**Set task 1**
In the records below, transcribe the stretch from the line containing "-- sample [158,386]." through the end of the records, keeping every line unchanged.

**Passage provided**
========

Asynchronous Python [Part 1]: Mastering GIL, Multithreading, and Multiprocessing

Introduction - Stepping into Asynchronous Python

Asynchronous programming introduces a paradigm shift by allowing actions to occur independently of one another (rather than needing to wait for one activity to complete before moving on to the next). The ability to conduct operations concurrently can dramatically increase the speed of our programs, whether it's handling multiple network connections, processing big volumes of data, or building responsive user interfaces. In this article, we will unpack the beauty of asynchronous programming in Python, demystifying difficult concepts while keeping it delightfully simple.

Key Terms - Unpacking the Python Asynchronous Glossary

Before we go into the details, let's define some key technical terms:

Synchronous (sync): actions occur sequentially, one after another. This aligns with the traditional programming approach where each line of code executes in the order it's written.
Asynchronous (async): in contrast to synchronous actions, asynchronous actions defy a fixed chronological order. They can occur independently or in an arbitrary sequence, introducing a dynamic and responsive programming paradigm.
Concurrency: the ability of programs to execute tasks in varying orders every time the program runs without affecting the outcome.
Parallelism: simultaneous execution of two or more tasks, genuinely occurring in parallel utilizing multiple resources at once.

========

**Set task 2**
Write the next part of the article on asynchronous Python above, continuing after its last glossary entry.

[Dataset excerpts on object pointing]
========

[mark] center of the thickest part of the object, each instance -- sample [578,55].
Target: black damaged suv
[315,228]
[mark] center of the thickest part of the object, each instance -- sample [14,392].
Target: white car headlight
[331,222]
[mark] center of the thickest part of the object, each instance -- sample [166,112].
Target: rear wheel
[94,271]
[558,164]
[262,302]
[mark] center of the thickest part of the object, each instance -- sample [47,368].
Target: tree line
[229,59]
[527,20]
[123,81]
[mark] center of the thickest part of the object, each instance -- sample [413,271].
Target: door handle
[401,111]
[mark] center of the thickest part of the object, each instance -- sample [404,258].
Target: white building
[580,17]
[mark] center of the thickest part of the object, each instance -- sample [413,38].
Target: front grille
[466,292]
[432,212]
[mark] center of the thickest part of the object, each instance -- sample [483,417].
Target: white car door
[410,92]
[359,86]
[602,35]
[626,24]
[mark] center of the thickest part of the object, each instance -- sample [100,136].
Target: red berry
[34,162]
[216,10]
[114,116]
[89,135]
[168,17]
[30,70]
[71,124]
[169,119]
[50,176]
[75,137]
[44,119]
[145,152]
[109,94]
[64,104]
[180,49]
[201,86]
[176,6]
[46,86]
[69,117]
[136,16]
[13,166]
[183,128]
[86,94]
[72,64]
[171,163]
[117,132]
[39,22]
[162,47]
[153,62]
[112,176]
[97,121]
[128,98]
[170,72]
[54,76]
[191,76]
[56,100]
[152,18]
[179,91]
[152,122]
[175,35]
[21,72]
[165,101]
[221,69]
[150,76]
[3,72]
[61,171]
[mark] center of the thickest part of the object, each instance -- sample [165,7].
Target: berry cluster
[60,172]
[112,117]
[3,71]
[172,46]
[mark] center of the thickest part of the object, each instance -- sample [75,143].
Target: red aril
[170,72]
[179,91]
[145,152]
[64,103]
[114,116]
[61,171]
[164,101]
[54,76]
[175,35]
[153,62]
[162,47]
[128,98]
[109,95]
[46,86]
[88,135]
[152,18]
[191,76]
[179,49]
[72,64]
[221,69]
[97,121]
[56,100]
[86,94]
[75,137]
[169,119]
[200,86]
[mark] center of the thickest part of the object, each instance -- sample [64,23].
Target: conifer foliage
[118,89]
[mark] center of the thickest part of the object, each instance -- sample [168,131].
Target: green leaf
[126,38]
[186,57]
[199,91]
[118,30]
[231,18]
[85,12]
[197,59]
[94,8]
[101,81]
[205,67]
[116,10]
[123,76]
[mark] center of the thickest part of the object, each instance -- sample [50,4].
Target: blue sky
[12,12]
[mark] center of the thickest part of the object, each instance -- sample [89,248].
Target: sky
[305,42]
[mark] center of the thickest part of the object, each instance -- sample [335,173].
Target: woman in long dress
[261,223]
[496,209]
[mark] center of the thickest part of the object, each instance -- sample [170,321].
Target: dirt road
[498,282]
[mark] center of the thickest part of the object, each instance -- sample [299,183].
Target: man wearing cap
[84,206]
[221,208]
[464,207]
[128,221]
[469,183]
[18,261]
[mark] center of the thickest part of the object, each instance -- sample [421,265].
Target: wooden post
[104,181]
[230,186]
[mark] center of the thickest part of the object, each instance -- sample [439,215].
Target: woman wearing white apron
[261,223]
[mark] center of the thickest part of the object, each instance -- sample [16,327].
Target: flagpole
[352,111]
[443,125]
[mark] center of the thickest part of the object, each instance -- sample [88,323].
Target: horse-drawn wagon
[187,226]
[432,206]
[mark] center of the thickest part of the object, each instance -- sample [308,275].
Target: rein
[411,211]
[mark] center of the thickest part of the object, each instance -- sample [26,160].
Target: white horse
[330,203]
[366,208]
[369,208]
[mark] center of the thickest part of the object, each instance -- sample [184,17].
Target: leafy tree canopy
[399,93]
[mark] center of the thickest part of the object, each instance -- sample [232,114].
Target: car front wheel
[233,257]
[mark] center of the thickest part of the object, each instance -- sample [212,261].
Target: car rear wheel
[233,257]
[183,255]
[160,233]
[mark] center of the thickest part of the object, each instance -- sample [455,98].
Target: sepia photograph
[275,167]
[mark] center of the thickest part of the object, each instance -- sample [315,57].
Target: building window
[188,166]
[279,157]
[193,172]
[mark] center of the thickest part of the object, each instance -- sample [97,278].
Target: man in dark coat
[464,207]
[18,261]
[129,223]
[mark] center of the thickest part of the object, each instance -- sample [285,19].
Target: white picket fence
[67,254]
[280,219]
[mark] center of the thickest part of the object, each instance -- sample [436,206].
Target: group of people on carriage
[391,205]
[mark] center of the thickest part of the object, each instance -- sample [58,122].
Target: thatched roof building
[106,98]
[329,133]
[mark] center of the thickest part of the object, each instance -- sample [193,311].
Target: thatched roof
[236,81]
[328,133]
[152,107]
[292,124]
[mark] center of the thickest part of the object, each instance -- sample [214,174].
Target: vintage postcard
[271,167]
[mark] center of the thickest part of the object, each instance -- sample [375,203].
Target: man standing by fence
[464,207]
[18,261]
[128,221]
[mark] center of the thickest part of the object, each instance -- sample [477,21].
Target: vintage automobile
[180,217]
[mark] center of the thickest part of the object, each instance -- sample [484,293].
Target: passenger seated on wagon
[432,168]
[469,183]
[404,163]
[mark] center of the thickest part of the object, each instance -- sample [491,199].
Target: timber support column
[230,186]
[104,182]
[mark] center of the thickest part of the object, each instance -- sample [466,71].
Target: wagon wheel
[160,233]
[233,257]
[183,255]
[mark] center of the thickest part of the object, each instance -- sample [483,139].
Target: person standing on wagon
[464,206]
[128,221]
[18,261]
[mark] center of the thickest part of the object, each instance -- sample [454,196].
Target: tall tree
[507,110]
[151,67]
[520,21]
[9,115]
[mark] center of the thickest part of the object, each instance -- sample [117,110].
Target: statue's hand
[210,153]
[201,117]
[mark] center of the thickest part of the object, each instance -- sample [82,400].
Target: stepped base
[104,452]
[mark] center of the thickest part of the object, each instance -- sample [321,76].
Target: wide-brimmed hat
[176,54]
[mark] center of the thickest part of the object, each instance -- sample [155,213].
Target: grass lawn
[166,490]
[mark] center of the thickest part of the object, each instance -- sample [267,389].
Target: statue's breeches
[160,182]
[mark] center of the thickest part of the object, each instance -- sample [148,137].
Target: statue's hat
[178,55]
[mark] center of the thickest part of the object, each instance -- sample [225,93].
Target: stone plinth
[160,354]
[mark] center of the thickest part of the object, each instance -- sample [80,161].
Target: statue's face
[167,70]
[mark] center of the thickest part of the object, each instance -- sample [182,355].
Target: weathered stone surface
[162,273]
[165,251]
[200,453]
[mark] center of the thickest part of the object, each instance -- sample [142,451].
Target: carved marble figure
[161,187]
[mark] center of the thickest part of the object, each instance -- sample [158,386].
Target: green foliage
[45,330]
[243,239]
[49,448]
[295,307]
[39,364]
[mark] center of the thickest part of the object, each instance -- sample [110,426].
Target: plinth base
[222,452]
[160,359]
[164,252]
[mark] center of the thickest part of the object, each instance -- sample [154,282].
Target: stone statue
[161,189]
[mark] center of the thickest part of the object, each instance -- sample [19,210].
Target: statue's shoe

========

**Exercise response 1**
[mark] center of the thickest part of the object, each instance -- sample [158,386].
Target: green foliage
[45,330]
[243,239]
[49,448]
[295,307]
[39,364]
[mark] center of the thickest part of the object, each instance -- sample [110,426].
Target: plinth base
[222,452]
[160,359]
[164,252]
[mark] center of the thickest part of the object, each instance -- sample [154,282].
Target: stone statue
[161,189]
[mark] center of the thickest part of the object, each instance -- sample [19,210].
Target: statue's shoe

**Exercise response 2**
Multitasking: executing tasks one at a time, rapidly switching between them to create the illusion of simultaneous execution.
- Preemptive Multitasking:
  - Definition: Employed by Linux and most modern OS, preemptive multitasking grants the kernel complete control over the time each process is allowed to run.
  - Mechanism: The kernel can preempt a process if it runs for an extended period, ensuring fair allocation of CPU resources among various tasks.
- Cooperative Multitasking:
  - Definition: In contrast, cooperative multitasking relies on processes voluntarily yielding control to the operating system.
  - Mechanism: A process retains control until it willingly passes it to the operating system, which may lead to uneven distribution of resources if a process does not cooperate.
Thread: the fundamental code execution unit capable of operating independently in one of the computer's cores.
Process: Comprises one or more threads and includes necessary resources (shared among threads) like network connections, input devices, or specific cores for thread execution.
GIL (Global Interpreter Lock): A crucial resource (mutex) in any Python program that is unique to each Python process. It ensures that only one thread at a time runs Python bytecode, influencing how Python manages concurrent threads.
CPU Bound Tasks: operations that primarily rely on the computational power of the CPU. These tasks involve complex calculations, data processing, and mathematical operations where the CPU is the bottleneck.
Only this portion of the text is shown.